Furthermore, Rangel is trying to find a permanent solution to the the Alternative Minimum Tax (AMT), which was instituted in 1969 to ensure the very wealthy paid their fair share to Uncle Sam. But the tax was never adjusted for inflation and hits an increasingly high number of middle-to-upper income taxpayers — many of them in Rangel’s home state of New York. But a comprehensive roll-back failed in 2007 after more conservative House Democrats insisted that the $1 trillion cost of rolling back the tax be offset. Annual “patches” to protect additional taxpayers were instead enacted.
Rangel has also stood up for New Yorkers in the tax wars; he fought to preserve the state and local income tax deduction in the 1986 tax reform bill.
But Rangel obstructed President Obama’s first bid to eliminate tax deductions for the wealthy in the president’s first budget announced in February 2009. The plan would have generated $318 billion in savings, but Rangel and Senate Finance Committee Chairman Max Baucus (D-Mont.) said it would curtail charitable giving.
Iraq and Foreign Affairs
Rangel was in the minority that voted against the 2002 resolution authoring President Bush to use force in Iraq. A year later, he was calling for the resignation of Defense Secretary Donald Rumsfeld. On Dec. 31, 2002, Rangel issued a plea for the revival of the draft, saying, “For those who say the poor fight better, I say give the rich a chance.” He reintroduced draft bills in both 2006 and 2007.

◇ ◇ ◇ ◇ ◇ ◇ ◇

▶ REQUIRED TASKS:
1. Reproduce the Rangel profile word for word, starting with "Furthermore, Rangel is" and going on through "were instead enacted.".
2. According to the Rangel profile, which deduction did Rangel fight to preserve in the 1986 tax reform bill?
3. Extend the Rangel profile from its final sentence onward.

▶ SUPPLIED ENTRIES:
◇ ◇ ◇ ◇ ◇ ◇ ◇

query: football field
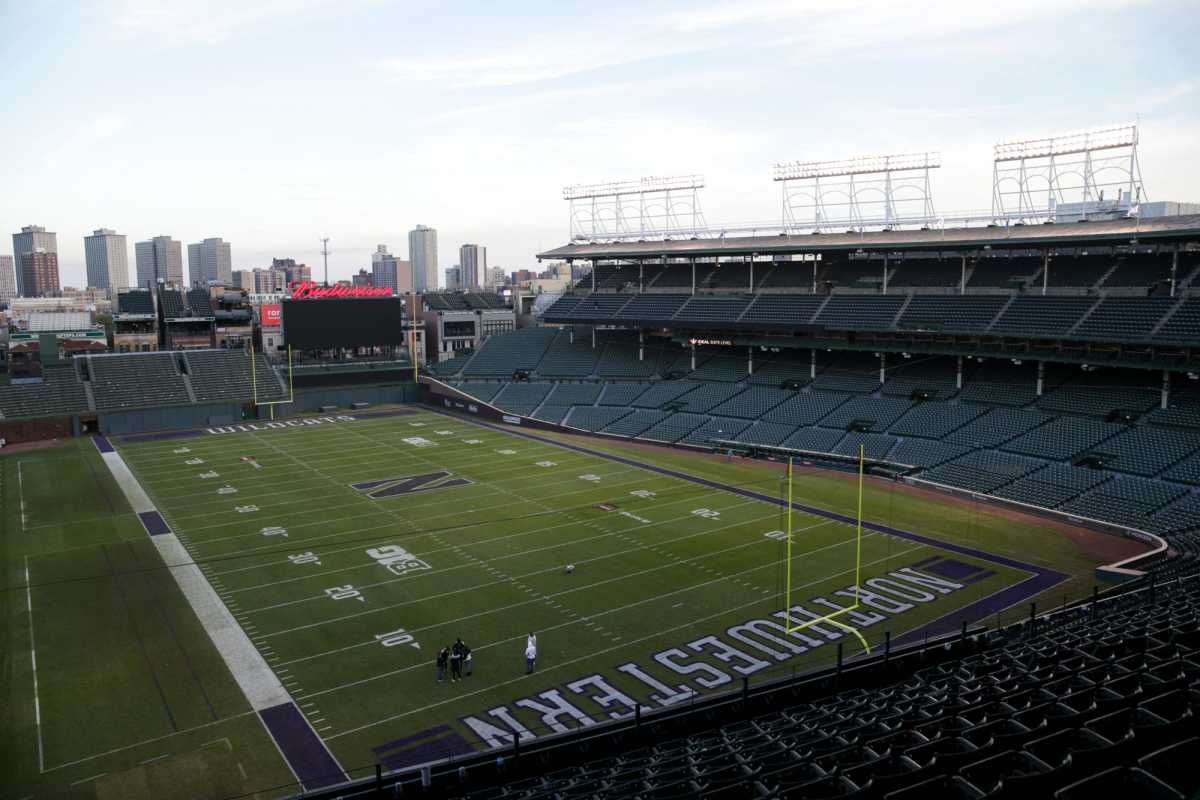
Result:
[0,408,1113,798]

◇ ◇ ◇ ◇ ◇ ◇ ◇

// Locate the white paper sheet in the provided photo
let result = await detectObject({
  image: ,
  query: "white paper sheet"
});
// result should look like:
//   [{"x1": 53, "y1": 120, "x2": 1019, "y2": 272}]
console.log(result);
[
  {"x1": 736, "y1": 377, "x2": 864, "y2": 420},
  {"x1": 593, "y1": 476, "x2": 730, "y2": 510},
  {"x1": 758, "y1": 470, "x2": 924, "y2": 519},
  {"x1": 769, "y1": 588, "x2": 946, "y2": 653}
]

◇ ◇ ◇ ◇ ◇ ◇ ◇

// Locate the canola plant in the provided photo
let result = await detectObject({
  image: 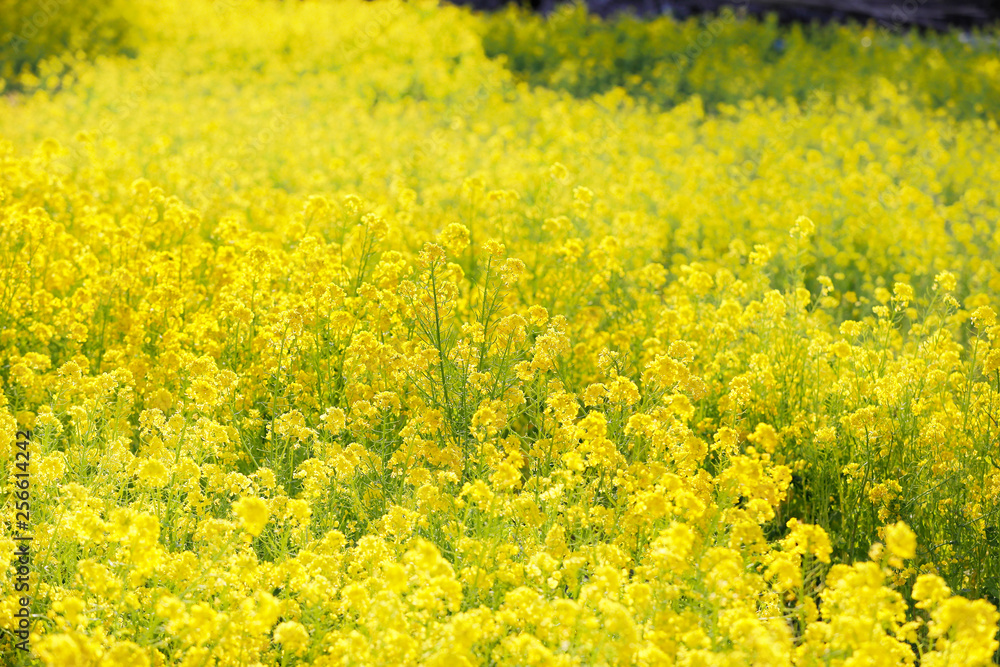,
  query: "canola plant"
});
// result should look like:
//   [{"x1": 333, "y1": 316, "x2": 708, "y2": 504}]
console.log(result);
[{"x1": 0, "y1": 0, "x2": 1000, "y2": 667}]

◇ ◇ ◇ ◇ ◇ ◇ ◇

▶ ANSWERS FOR EACH ITEM:
1.
Furthermore, Rangel is trying to find a permanent solution to the the Alternative Minimum Tax (AMT), which was instituted in 1969 to ensure the very wealthy paid their fair share to Uncle Sam. But the tax was never adjusted for inflation and hits an increasingly high number of middle-to-upper income taxpayers — many of them in Rangel’s home state of New York. But a comprehensive roll-back failed in 2007 after more conservative House Democrats insisted that the $1 trillion cost of rolling back the tax be offset. Annual “patches” to protect additional taxpayers were instead enacted.

2. The state and local income tax deduction.

3.
The New York Democrat has engaged in some sharp exchanges with the Bush administration over the reasons for going to war. Once, when Vice President Cheney basically called Rangel senile, Rangel responded with a sharp riposte, saying, “I was flattered that he knew I was this old…I knew all I had to do was challenge him to a psychiatric examination, to take a lie-detector test over the reasons we went to war. And I would have fun doing it. But then I realized that I could be showing disrespect for my country and the office.”
Ethics
In 2008, Rangel weathered calls to step down from his post as chairman of the House Ways and Means Committee on a variety of ethics charges. A Republican-introduced measure to censure him was tabled by a House vote, but Rangel asked for an Ethics committee probe of the allegations. The probe is ongoing.
In October 2009, the Ethics Committee voted to widen its probe into whether Rangel filed false financial disclosure forms with the House. In summer 2009, Rangel amended his House forms to report $500,000 in additional income. A Rangel spokesman said the expanded probe was a "technicality.
But when Rep. John Carter (R-Texas) introduced a motion right before the House Ethics vote to remove Rangel from the chairmanship, it failed, 246 to 143.
The allegations are these: first, Rangel was discovered to be paying less than $4,000 a month for four rent-controlled apartments in a luxury Manhattan apartment building, despite his net worth of between $566,000 and $1.2 million. He was using one of them as a campaign office, something that was reportedly illegal, and that he later gave up.
A few months later, it was reported that Rangel had been soliciting on congressional stationery private donations from business leaders and others for his new, eponymous center at a public university on his congressional stationery. The Charles B. Rangel Center for Public Service at the City College of New York was originally established when Rangel got a $1.9 million congressional earmark for it.
Then it became public that Rangel owed back taxes for failing to report $75,000 in rental income from a villa he owns in the Dominican Republic, a situation the congressman blamed on a language barrier. Rangel said he believed that the controversies were due to a Republican-led “guerilla war” against him.